Lucky d20

What with talk of killer heat waves, droughts, floods, etc. etc., this blog tends to get pretty serious. When it does, we don’t deal with happy prospects, but with the danger of worldwide catastrophe. But every now and then we need to “lighten up,” so let’s have a little fun.

Recently a reader comment pointed to a website reporting the results of testing dice for fairness. Specifically, it tested the “d20” or 20-sided die. It’s a die often used in tabletop games, especially D&D (Dungeons & Dragons). That site links to yet another site which tests dice (specifically, the d20). They make enough of their data available for us to take a close look.

The first website (by Mark Fickett) looks at many dice, but the one for which I retrieved data was a d20 from Chessex, which happens to be purple. I’ll call it “Chessex Purple.” The other site (by “Awesome Dice”) compares a d20 from Chessex (which I’ll just call “Chessex”) to a d20 from Game Science (which I’ll call “Game Science” — imaginative names, eh?).

The Chessex Purple d20 was rolled 8,300 times, the Chessex and Game Science d20s 10,000 times each. They conclude that none of the dice is “fair” in the sense of having equal probability for all results (from 1 to 20), and they’re right. I did a chi-square test of the counts, and for all three dice the p-value was less than 10-15; they’re not “fair.” But that doesn’t mean they’re lucky or unlucky — if their departure from uniform probabilty favors big numbers (which is what you usually want in D&D), they’re lucky.
--------------------------------------------------
◆ **Exercise requirements**:
1 - According to the blog post about testing d20 dice, how many times was the Chessex Purple d20 rolled?
2 - Show every line of the rows that contains the word "wooden". Case counts.

◆ **Given records**:
--------------------------------------------------
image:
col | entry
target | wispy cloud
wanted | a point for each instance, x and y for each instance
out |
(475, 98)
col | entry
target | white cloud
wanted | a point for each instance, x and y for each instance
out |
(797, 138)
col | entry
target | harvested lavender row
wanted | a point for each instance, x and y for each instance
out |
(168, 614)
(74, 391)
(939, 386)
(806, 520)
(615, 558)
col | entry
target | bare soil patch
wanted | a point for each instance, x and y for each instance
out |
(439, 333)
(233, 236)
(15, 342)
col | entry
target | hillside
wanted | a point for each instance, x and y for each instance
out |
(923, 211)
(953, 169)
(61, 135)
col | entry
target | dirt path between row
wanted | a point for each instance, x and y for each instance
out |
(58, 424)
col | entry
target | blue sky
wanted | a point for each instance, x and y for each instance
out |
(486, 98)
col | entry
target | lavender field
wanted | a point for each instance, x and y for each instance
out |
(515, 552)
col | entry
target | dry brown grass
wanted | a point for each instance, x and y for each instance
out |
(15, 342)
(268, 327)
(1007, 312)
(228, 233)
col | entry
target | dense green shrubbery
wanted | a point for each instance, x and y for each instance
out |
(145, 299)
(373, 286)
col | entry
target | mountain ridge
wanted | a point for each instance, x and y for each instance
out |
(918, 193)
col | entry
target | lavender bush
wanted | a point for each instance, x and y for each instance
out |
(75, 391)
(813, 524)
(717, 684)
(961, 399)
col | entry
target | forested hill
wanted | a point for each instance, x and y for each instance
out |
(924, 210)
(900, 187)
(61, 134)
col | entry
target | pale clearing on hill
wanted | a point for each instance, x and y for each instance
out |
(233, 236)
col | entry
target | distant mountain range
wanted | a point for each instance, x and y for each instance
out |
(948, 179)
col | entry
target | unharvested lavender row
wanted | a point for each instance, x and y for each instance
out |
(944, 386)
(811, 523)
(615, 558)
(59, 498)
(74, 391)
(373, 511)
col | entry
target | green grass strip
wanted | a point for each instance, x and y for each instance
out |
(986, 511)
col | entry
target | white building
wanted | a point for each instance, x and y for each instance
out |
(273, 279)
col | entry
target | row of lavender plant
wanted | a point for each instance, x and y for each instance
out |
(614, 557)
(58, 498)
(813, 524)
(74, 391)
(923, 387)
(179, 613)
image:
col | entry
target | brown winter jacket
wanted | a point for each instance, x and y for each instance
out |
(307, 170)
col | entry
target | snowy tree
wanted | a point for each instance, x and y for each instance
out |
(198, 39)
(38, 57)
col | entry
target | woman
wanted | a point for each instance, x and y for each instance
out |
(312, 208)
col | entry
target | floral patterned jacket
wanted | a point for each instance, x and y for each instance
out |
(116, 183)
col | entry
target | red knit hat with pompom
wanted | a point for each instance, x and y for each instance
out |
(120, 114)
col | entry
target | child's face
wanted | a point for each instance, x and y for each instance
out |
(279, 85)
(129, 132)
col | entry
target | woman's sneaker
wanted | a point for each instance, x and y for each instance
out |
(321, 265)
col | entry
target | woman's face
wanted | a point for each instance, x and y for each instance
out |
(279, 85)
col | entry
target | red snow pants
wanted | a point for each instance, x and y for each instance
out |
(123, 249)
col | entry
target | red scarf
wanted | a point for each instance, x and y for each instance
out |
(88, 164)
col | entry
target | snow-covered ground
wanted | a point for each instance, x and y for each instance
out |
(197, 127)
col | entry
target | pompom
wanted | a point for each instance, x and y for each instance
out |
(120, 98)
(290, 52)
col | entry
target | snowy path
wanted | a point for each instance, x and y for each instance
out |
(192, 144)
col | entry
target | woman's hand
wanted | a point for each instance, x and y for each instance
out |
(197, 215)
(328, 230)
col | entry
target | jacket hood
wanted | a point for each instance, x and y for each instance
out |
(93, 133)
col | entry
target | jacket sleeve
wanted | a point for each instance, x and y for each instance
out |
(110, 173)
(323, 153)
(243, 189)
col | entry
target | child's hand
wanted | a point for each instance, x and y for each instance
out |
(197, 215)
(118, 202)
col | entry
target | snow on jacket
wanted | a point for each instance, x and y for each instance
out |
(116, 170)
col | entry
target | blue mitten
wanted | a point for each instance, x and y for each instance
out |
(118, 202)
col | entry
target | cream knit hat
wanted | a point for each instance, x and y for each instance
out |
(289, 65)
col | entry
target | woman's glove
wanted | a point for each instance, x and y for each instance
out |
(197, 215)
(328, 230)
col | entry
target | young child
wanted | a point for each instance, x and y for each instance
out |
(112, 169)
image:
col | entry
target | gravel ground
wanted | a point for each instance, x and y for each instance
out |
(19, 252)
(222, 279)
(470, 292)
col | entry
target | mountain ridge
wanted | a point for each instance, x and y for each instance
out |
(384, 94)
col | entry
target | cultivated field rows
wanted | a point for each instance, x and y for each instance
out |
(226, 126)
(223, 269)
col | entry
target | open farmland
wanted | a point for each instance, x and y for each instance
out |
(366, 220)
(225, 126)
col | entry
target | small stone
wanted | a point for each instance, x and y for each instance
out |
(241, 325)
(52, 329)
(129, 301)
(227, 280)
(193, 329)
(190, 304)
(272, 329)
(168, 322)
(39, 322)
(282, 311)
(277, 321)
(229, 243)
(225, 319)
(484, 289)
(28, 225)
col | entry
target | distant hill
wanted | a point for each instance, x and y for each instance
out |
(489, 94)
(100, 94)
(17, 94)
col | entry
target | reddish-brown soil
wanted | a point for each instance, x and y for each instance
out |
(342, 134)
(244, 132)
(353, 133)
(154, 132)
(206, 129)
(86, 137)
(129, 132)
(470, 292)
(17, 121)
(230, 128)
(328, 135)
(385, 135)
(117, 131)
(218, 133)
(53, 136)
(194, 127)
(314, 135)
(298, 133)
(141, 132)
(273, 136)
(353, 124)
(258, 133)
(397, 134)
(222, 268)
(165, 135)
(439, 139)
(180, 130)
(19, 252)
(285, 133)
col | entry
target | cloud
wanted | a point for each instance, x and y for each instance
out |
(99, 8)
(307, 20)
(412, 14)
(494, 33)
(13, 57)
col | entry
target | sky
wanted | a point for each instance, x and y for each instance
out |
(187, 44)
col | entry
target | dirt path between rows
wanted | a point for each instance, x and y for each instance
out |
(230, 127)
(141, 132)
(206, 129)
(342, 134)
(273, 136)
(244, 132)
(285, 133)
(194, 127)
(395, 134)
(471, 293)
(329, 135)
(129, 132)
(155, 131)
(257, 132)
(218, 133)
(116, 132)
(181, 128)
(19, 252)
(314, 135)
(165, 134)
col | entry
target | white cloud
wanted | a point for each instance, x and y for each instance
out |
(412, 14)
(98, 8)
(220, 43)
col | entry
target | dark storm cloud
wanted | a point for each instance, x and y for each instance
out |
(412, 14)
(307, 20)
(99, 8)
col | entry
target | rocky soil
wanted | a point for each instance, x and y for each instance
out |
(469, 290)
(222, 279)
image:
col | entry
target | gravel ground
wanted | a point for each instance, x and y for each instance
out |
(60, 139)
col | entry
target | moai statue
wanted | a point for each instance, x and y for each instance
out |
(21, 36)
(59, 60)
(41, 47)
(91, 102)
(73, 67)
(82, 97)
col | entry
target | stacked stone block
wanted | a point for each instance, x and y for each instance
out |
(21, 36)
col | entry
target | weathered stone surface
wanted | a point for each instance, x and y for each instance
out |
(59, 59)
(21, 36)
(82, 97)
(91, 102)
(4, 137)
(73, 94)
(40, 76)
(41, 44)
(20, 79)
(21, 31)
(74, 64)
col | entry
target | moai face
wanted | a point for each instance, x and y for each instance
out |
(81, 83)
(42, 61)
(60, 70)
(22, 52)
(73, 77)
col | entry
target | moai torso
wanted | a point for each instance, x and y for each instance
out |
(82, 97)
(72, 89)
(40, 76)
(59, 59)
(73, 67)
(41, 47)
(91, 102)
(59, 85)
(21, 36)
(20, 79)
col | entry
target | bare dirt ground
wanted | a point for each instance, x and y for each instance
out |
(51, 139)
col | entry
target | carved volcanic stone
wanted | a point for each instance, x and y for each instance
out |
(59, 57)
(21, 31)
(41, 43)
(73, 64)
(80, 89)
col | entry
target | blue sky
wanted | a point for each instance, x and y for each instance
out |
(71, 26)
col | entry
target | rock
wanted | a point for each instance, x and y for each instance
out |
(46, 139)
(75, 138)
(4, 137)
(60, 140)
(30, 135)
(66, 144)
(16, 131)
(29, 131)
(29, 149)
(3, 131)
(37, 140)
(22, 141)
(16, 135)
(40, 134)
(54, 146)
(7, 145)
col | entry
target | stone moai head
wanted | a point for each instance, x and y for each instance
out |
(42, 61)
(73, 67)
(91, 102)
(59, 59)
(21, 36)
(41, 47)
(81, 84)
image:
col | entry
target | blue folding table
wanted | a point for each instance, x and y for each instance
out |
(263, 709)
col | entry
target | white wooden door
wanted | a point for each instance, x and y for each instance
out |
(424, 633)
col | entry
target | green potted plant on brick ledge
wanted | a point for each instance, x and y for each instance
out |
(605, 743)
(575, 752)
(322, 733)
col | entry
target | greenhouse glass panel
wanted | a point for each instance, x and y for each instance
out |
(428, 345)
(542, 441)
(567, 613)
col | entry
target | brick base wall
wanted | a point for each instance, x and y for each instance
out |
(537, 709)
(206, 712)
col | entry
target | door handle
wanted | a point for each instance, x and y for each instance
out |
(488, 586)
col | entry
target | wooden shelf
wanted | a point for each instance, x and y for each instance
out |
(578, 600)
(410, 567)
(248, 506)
--------------------------------------------------
◆ **Responses to the tasks**:
1 - 8,300 times.

2 -
target | white wooden door
target | wooden shelf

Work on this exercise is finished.